- _What is required_
Reproduce the items below word for word, everything from the very start down to the line containing "542, 525, 631, 626", including that line, and omit the pictures.

[Items from a data collection]
□ □ □ □ □ □ □
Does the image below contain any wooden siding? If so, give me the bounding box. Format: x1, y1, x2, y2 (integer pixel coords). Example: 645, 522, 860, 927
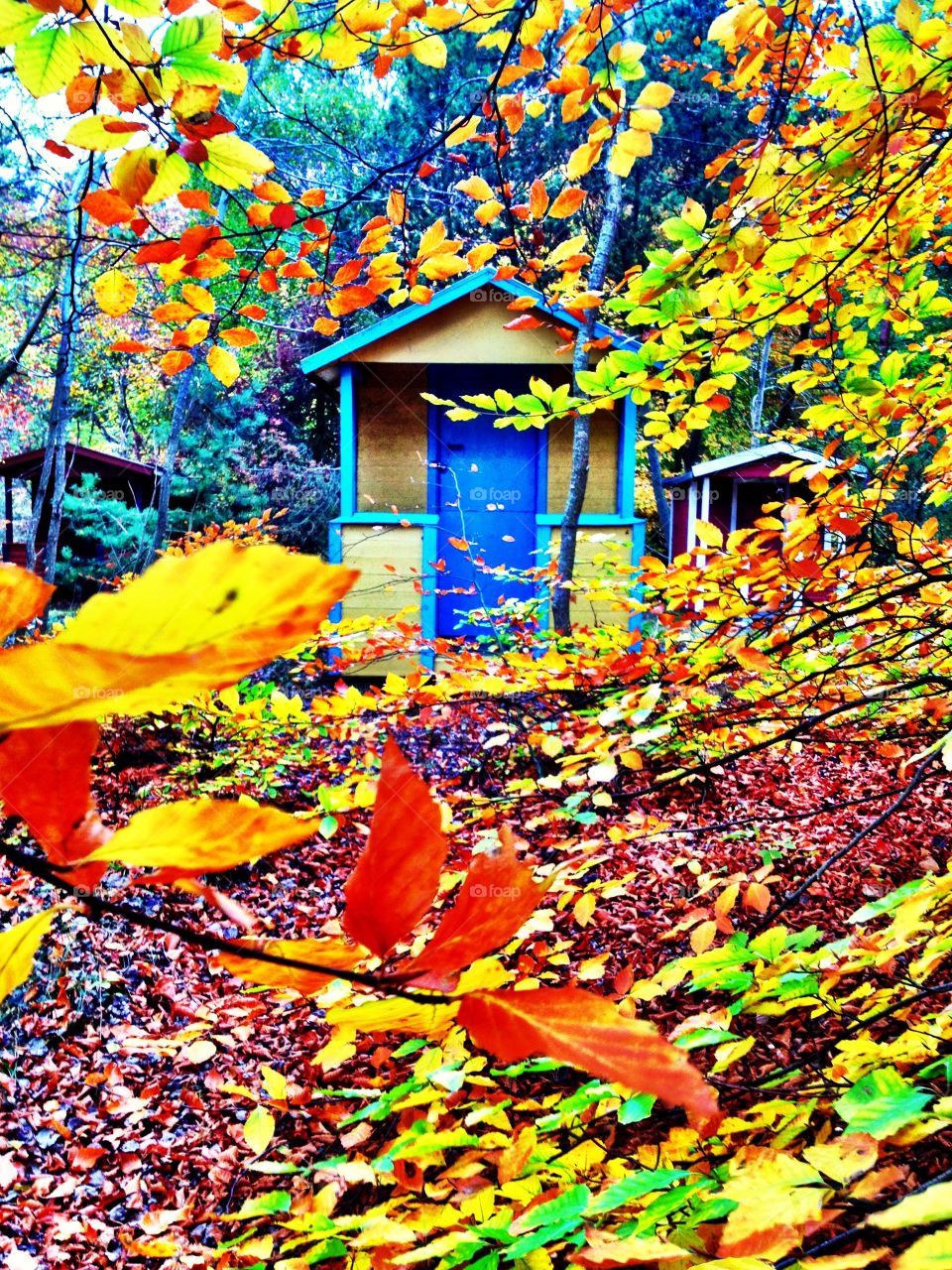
340, 525, 422, 677
348, 289, 571, 366
545, 410, 621, 516
357, 364, 426, 512
542, 525, 631, 626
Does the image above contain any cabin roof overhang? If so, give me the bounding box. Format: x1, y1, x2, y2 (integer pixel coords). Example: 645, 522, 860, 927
0, 442, 159, 480
300, 266, 639, 375
661, 441, 830, 486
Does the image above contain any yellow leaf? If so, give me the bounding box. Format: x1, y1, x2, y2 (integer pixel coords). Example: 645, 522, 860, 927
0, 904, 60, 1001
870, 1178, 952, 1230
202, 132, 274, 190
92, 269, 137, 318
262, 1063, 289, 1102
410, 35, 447, 69
241, 1107, 274, 1156
694, 521, 724, 549
0, 543, 358, 731
0, 564, 56, 639
608, 128, 652, 177
181, 282, 214, 314
207, 344, 241, 389
572, 890, 598, 926
326, 998, 459, 1036
892, 1229, 952, 1270
635, 80, 674, 110
89, 798, 314, 877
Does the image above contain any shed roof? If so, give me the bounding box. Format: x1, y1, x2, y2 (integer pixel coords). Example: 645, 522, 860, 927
662, 441, 830, 485
300, 266, 639, 375
0, 442, 158, 480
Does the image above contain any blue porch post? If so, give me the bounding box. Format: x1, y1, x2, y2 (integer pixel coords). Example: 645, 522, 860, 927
340, 362, 357, 520
618, 396, 639, 521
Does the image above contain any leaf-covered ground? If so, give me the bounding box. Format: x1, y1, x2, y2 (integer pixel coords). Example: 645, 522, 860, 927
0, 691, 952, 1270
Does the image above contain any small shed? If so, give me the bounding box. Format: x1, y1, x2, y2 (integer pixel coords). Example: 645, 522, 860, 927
663, 441, 826, 560
0, 442, 160, 566
302, 268, 645, 640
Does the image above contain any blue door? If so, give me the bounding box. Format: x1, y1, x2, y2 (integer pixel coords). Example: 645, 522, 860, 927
429, 366, 542, 638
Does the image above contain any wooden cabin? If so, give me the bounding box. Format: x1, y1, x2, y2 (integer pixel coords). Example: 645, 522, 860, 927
663, 441, 826, 560
0, 442, 159, 566
302, 268, 644, 665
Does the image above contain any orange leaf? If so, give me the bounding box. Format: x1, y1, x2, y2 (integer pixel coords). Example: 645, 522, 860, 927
214, 939, 367, 997
387, 190, 407, 225
0, 564, 56, 639
153, 300, 195, 321
177, 190, 214, 216
744, 881, 771, 913
0, 722, 108, 890
341, 740, 447, 957
548, 187, 585, 219
159, 348, 194, 378
218, 326, 258, 348
327, 287, 377, 318
81, 190, 136, 225
458, 988, 717, 1124
735, 648, 771, 671
205, 344, 241, 389
530, 181, 550, 221
409, 834, 548, 979
456, 177, 493, 203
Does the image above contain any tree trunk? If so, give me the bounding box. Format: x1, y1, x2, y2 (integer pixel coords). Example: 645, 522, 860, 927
153, 358, 198, 558
750, 330, 774, 445
153, 190, 228, 559
27, 155, 103, 581
648, 444, 671, 557
552, 172, 622, 635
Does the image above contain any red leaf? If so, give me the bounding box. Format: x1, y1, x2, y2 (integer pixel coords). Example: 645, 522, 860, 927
458, 988, 717, 1128
408, 833, 548, 979
343, 740, 447, 957
271, 203, 298, 230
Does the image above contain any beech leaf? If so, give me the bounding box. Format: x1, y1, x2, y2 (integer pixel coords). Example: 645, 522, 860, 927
458, 988, 717, 1126
343, 740, 447, 957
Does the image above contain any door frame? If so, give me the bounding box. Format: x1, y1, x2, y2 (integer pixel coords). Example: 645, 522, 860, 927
426, 362, 548, 638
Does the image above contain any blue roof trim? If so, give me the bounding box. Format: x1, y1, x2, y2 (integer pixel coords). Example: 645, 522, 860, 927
300, 266, 639, 375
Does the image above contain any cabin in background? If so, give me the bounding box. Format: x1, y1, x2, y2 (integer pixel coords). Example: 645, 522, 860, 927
302, 268, 645, 665
0, 442, 159, 568
663, 441, 826, 560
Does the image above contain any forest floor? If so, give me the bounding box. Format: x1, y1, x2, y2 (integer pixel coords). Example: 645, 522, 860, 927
0, 696, 952, 1270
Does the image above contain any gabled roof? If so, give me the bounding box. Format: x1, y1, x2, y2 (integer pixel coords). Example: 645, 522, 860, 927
662, 441, 830, 485
0, 441, 158, 479
300, 266, 639, 375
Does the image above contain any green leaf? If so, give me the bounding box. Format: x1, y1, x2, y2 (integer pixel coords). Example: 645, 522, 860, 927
833, 1067, 932, 1138
892, 1229, 952, 1270
870, 1183, 952, 1230
14, 27, 80, 96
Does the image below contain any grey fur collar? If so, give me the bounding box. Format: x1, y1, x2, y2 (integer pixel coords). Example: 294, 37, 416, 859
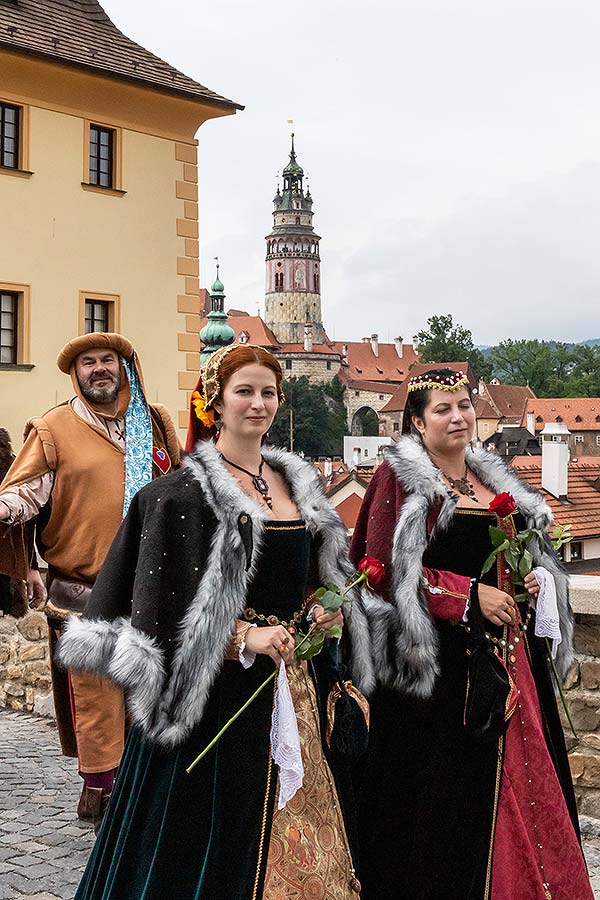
376, 436, 573, 697
60, 442, 374, 746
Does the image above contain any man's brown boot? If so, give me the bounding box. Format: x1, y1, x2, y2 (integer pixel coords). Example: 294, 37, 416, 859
77, 786, 110, 834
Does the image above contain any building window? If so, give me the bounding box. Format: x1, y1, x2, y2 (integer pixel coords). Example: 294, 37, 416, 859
84, 300, 109, 334
0, 103, 20, 169
0, 281, 30, 366
0, 291, 19, 365
89, 125, 115, 187
79, 291, 120, 334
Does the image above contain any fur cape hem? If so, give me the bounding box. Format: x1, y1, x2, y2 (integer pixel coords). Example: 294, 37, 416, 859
59, 441, 375, 746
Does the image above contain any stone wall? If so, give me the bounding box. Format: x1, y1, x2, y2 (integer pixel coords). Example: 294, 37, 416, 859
0, 612, 54, 716
0, 575, 600, 819
561, 596, 600, 819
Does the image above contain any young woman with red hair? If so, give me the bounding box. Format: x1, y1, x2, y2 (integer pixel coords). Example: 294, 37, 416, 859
61, 345, 369, 900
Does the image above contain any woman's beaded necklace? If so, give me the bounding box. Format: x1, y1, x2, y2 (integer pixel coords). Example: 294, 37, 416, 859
219, 451, 273, 509
485, 609, 531, 666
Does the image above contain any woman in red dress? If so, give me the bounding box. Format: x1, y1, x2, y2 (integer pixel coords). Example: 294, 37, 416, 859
351, 369, 593, 900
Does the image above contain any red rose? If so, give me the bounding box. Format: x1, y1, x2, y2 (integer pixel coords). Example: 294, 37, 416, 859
489, 491, 517, 519
358, 556, 385, 587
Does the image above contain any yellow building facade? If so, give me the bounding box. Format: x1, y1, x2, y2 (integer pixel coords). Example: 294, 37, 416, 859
0, 0, 240, 447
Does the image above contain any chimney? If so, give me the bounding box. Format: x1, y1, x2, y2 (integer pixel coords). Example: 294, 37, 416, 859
542, 422, 571, 500
304, 322, 312, 353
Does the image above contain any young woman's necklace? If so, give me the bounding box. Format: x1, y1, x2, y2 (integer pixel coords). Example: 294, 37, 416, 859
219, 452, 273, 509
440, 465, 479, 503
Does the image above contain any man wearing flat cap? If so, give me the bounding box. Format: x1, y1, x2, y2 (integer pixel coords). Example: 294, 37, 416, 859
0, 333, 180, 825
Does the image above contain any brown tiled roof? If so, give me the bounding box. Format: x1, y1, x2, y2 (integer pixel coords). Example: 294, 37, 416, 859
521, 397, 600, 431
339, 372, 398, 395
474, 397, 499, 419
512, 456, 600, 540
334, 341, 418, 384
0, 0, 243, 110
381, 361, 477, 412
485, 384, 535, 425
279, 344, 341, 356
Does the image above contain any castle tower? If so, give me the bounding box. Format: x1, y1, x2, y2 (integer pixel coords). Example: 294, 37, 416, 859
265, 134, 325, 344
200, 257, 235, 369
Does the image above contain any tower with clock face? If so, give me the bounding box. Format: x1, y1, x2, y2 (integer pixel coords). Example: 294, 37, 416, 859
265, 134, 325, 344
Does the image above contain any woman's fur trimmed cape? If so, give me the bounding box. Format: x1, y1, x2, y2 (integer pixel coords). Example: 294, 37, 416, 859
58, 442, 374, 746
354, 436, 573, 697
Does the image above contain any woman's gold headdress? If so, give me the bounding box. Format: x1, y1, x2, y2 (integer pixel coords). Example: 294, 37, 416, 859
406, 372, 469, 394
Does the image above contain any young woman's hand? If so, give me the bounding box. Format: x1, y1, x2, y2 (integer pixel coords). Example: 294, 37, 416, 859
524, 572, 540, 597
311, 604, 344, 631
246, 625, 294, 663
478, 582, 515, 625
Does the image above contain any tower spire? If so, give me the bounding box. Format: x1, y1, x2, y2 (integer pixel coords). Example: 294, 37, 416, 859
265, 134, 325, 343
200, 256, 235, 368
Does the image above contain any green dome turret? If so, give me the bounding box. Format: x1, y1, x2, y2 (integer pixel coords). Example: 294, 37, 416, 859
200, 257, 235, 368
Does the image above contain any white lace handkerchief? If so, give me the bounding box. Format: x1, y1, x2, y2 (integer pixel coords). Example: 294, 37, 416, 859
271, 660, 304, 809
533, 566, 562, 659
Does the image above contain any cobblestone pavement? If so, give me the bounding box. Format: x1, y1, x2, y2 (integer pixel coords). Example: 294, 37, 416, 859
0, 710, 600, 900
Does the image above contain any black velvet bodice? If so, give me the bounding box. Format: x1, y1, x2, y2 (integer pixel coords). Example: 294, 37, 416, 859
246, 520, 312, 619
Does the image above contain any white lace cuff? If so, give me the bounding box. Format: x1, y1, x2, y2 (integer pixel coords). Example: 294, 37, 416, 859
271, 660, 304, 809
238, 622, 256, 669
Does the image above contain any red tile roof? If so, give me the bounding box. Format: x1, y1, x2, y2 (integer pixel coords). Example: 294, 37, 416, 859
334, 341, 418, 384
0, 0, 243, 112
335, 494, 363, 531
512, 456, 600, 540
474, 397, 499, 419
339, 368, 398, 396
521, 397, 600, 431
381, 361, 477, 412
278, 342, 341, 357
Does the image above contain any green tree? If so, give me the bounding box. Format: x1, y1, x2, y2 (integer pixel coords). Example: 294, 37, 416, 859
490, 340, 576, 397
269, 375, 347, 456
416, 315, 492, 380
558, 345, 600, 397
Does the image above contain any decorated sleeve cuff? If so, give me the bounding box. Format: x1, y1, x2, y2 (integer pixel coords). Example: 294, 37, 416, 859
423, 569, 471, 622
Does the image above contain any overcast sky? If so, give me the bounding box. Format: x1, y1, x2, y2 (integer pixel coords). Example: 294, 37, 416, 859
101, 0, 600, 344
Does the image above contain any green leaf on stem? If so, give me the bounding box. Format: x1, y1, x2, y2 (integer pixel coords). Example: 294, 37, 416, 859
325, 625, 342, 638
296, 631, 325, 659
481, 550, 498, 575
490, 525, 506, 550
519, 550, 533, 578
319, 591, 344, 612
□ □ □ □ □ □ □
- _Exercise result_
Does the image below contain any wooden siding? If so, give me the bounding box. Format: x1, y1, x2, y2 (integer pixel coords). Example: 645, 522, 860, 927
340, 525, 422, 677
348, 289, 571, 366
545, 410, 621, 516
357, 364, 426, 512
542, 525, 631, 626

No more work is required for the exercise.